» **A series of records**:
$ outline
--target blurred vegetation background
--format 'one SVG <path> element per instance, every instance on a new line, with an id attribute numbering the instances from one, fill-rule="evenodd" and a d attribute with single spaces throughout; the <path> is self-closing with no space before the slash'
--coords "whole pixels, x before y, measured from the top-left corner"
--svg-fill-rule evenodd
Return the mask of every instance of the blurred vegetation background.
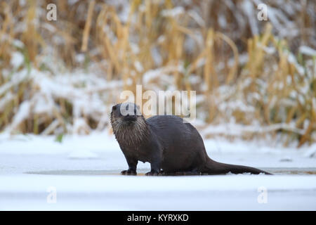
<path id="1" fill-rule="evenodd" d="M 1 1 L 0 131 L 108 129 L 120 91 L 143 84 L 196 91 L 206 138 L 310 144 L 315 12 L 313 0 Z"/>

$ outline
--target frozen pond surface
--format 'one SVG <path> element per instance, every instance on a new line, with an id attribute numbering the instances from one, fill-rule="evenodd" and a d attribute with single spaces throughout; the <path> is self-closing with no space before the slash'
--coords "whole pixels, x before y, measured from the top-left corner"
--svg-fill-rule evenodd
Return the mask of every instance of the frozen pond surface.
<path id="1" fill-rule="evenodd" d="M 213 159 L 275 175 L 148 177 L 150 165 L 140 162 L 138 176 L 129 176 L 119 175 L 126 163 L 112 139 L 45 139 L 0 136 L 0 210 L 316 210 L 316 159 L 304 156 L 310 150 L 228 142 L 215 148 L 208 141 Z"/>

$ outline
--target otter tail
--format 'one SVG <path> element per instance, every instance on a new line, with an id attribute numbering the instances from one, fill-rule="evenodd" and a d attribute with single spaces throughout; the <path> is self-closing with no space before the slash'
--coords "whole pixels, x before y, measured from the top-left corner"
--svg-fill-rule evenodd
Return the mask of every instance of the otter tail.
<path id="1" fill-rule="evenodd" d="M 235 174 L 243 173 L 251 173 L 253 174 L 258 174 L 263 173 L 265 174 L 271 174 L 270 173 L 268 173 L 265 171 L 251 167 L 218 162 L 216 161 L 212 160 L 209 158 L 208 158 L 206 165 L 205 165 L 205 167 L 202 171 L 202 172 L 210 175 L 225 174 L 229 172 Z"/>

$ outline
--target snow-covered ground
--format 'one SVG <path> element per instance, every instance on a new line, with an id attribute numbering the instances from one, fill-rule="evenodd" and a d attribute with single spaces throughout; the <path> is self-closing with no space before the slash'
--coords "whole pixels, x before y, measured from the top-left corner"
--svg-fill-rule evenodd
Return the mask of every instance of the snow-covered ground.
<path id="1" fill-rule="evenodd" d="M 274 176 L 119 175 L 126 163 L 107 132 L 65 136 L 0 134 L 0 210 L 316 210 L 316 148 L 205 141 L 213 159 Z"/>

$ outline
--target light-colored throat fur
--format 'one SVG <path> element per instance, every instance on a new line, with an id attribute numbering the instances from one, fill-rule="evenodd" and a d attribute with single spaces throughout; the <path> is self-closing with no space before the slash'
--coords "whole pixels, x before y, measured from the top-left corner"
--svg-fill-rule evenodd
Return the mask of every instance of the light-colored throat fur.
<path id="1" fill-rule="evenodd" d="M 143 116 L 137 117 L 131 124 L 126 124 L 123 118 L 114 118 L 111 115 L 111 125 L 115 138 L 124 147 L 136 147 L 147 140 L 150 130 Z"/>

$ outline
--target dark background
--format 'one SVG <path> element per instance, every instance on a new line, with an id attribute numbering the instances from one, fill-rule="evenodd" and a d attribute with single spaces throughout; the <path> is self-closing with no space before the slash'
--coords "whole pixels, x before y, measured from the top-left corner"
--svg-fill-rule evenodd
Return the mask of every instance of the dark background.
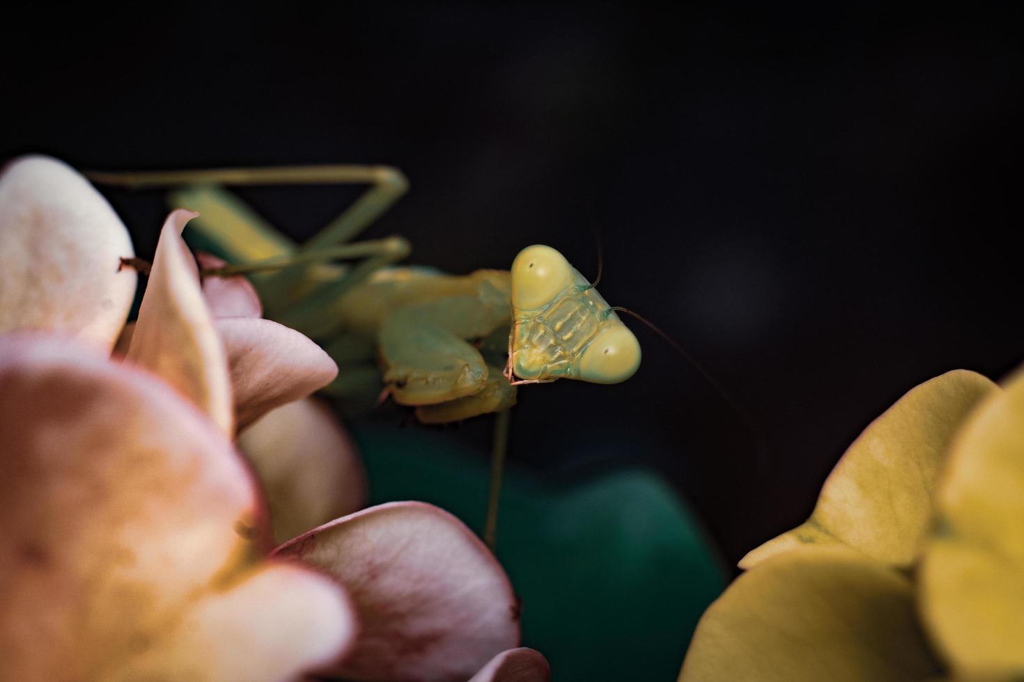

» **TASK TO CARRY OUT**: Copy out all of the records above word for word, leaving the pictures out.

» **TASK RESULT**:
$ outline
--target blurred vegetation background
--format 'one SVG <path> element per instance, every instance on a new line, with an id attribute numbering the instances from one, fill-rule="evenodd" and a d attribute with single spaces throughout; the <path> is self-closing with no space before the slash'
--coords "whole pixels, x before y, measured from the top-left corner"
--svg-fill-rule evenodd
Return the mask of every instance of the blurred vegetation background.
<path id="1" fill-rule="evenodd" d="M 1 1 L 0 131 L 108 129 L 120 91 L 143 84 L 196 91 L 206 138 L 310 144 L 315 12 L 313 0 Z"/>

$ outline
--target frozen pond surface
--format 'one SVG <path> element per instance, every instance on a new line, with an id attribute numbering the instances from one, fill-rule="evenodd" and a d attribute with single spaces throughout; the <path> is self-closing with no space before the slash'
--coords "whole pixels, x before y, measured from the top-left corner"
--svg-fill-rule evenodd
Return the mask of every instance of the frozen pond surface.
<path id="1" fill-rule="evenodd" d="M 213 159 L 275 175 L 148 177 L 150 165 L 140 162 L 138 176 L 129 176 L 119 175 L 126 163 L 112 139 L 45 139 L 0 136 L 0 210 L 316 210 L 316 159 L 304 156 L 310 150 L 228 142 L 215 148 L 208 141 Z"/>

$ outline
--target otter tail
--format 'one SVG <path> element per instance, every instance on a new line, with an id attribute numbering the instances from one, fill-rule="evenodd" and a d attribute with single spaces throughout; the <path> is self-closing with no space before the slash'
--coords "whole pixels, x before y, measured from the top-left corner"
--svg-fill-rule evenodd
Return the mask of every instance of the otter tail.
<path id="1" fill-rule="evenodd" d="M 235 174 L 243 173 L 251 173 L 253 174 L 258 174 L 263 173 L 265 174 L 271 174 L 270 173 L 268 173 L 265 171 L 251 167 L 218 162 L 216 161 L 212 160 L 209 158 L 208 158 L 206 165 L 205 165 L 205 167 L 202 171 L 202 172 L 210 175 L 225 174 L 229 172 Z"/>

$ outline
--target snow-covered ground
--format 'one SVG <path> element per instance, every instance on a new line, with an id attribute numbering the instances from one, fill-rule="evenodd" and a d attribute with single spaces throughout; the <path> is self-closing with no space before the slash'
--coords "whole pixels, x before y, measured from the top-left corner"
--svg-fill-rule evenodd
Return the mask of every instance of the snow-covered ground.
<path id="1" fill-rule="evenodd" d="M 274 176 L 119 175 L 126 163 L 107 132 L 65 136 L 0 134 L 0 210 L 316 210 L 316 148 L 205 141 L 213 159 Z"/>

$ outline
--target light-colored throat fur
--format 'one SVG <path> element per instance, every instance on a new line, with an id attribute numbering the instances from one, fill-rule="evenodd" and a d attribute with single spaces throughout; the <path> is self-closing with no space before the slash'
--coords "whole pixels, x before y, measured from the top-left corner"
--svg-fill-rule evenodd
Return the mask of every instance of the light-colored throat fur.
<path id="1" fill-rule="evenodd" d="M 143 116 L 137 117 L 131 124 L 126 124 L 123 118 L 114 118 L 111 115 L 111 125 L 115 138 L 124 147 L 136 147 L 147 140 L 150 130 Z"/>

$ outline
--target dark background
--format 'one SVG <path> element per instance, every instance on a new line, with an id attribute numbering the instances from one, fill-rule="evenodd" and a d attribute with single spaces throughout; the <path> is self-closing with no space before the slash'
--coords "whole pixels, x before y, measured from the top-left corner"
--svg-fill-rule evenodd
Return the mask of every instance of the dark background.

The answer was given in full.